**SOURCE EXCERPT**
>>>

You have probably heard the name “Fair Trade” before, but it is so much more than its name may imply. Fairtrade encompasses a set of principles for people and businesses to follow and helps protect the environment too. Fair trade is a growing movement to ensure fair wages, reasonable working hours, clean working conditions, and fair trade terms. It also helps protect against discrimination. There are now over 1.65 million fair trade certified workers worldwide, and over 1,000 fair trade organizations across 74 countries.
By placing fair trade labels on coffee products that meet certain requirements, we as consumers can easily make informed decisions while shopping. Every product we buy casts a vote towards fair or unfair trade, and by purchasing the certified product, we can make steps towards ending slave labor, and unclean working conditions worldwide.
What’s the deal with coffee?
Fairtrade becomes particularly important when the commodity is produced in a developing country, where standards for ethics and human rights may vary considerably from business to business. This is true of coffee, as well as other commodities like cocoa (caca0), tea, flowers, honey, bananas, textiles, and crafts. When we purchase fair trade products, we are not only receiving a commodity that brings value to our life, we are making a positive difference in the lives of the farmers and artisans who produced it. Fairtrade organizations help the environment by choosing, when possible, local and sustainable materials, minimizing greenhouse gas emissions and waste products, and using energy reducing production techniques.

<<<

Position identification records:
>>>

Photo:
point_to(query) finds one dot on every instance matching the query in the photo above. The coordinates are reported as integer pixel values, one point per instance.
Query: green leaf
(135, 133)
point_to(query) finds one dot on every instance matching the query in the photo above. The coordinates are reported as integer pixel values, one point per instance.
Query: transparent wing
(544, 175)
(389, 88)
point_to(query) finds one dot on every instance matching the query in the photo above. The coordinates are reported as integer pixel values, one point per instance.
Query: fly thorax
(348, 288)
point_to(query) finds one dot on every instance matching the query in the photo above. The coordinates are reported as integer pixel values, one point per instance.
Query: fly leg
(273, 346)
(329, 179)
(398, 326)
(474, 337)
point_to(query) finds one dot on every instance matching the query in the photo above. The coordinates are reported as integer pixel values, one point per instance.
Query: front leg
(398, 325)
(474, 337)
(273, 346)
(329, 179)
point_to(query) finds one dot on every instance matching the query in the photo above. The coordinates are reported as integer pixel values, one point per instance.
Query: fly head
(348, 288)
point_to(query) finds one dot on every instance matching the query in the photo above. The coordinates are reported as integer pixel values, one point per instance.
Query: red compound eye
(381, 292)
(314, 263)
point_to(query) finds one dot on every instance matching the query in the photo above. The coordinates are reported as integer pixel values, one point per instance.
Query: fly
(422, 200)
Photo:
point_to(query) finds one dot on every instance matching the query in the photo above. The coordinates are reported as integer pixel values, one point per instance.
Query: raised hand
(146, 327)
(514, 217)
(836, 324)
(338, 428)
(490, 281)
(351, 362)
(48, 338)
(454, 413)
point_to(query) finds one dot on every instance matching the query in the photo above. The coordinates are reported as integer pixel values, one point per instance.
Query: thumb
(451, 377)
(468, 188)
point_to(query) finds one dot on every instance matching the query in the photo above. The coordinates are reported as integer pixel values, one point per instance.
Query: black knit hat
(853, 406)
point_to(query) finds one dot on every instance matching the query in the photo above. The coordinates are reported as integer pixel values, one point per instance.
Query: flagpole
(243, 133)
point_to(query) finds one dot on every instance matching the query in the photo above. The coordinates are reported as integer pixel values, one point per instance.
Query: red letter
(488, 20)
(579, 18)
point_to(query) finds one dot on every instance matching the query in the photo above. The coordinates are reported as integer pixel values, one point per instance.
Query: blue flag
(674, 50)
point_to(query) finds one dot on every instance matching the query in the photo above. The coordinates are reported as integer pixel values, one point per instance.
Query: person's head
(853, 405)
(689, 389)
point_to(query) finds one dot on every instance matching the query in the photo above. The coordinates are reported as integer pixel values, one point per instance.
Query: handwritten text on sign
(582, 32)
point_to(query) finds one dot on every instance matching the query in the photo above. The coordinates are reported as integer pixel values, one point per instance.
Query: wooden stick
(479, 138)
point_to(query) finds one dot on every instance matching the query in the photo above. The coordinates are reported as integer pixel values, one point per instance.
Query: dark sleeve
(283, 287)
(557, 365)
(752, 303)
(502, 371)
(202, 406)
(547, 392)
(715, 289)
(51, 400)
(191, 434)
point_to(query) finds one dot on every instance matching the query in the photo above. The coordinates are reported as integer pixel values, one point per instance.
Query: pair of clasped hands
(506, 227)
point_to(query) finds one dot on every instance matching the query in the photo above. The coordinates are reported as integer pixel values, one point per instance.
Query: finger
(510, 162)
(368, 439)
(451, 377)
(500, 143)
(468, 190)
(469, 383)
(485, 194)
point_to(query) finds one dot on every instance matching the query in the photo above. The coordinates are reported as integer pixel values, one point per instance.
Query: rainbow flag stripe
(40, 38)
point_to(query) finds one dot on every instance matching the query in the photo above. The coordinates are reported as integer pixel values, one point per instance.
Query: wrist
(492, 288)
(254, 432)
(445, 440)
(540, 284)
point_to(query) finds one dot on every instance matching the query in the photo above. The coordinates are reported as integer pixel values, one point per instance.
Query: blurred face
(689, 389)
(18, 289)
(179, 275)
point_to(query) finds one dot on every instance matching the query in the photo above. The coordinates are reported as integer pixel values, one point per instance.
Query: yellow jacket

<<<

**OBJECTIVE A**
Answer these questions about the fair trade passage.
(i) How many fair trade certified workers are there worldwide?
(ii) What steps can consumers make by purchasing the certified product?
(iii) By what means do Fairtrade organizations help the environment?
**OBJECTIVE B**
Rewrite the fair trade passage from "You have probably" to "deal with coffee?", replacing "consumers" with "shoppers".

**CORRECT RESPONSE A**
(i) Over 1.65 million.
(ii) Steps towards ending slave labor and unclean working conditions worldwide.
(iii) By choosing, when possible, local and sustainable materials, minimizing greenhouse gas emissions and waste products, and using energy reducing production techniques.

**CORRECT RESPONSE B**
You have probably heard the name “Fair Trade” before, but it is so much more than its name may imply. Fairtrade encompasses a set of principles for people and businesses to follow and helps protect the environment too. Fair trade is a growing movement to ensure fair wages, reasonable working hours, clean working conditions, and fair trade terms. It also helps protect against discrimination. There are now over 1.65 million fair trade certified workers worldwide, and over 1,000 fair trade organizations across 74 countries.
By placing fair trade labels on coffee products that meet certain requirements, we as shoppers can easily make informed decisions while shopping. Every product we buy casts a vote towards fair or unfair trade, and by purchasing the certified product, we can make steps towards ending slave labor, and unclean working conditions worldwide.
What’s the deal with coffee?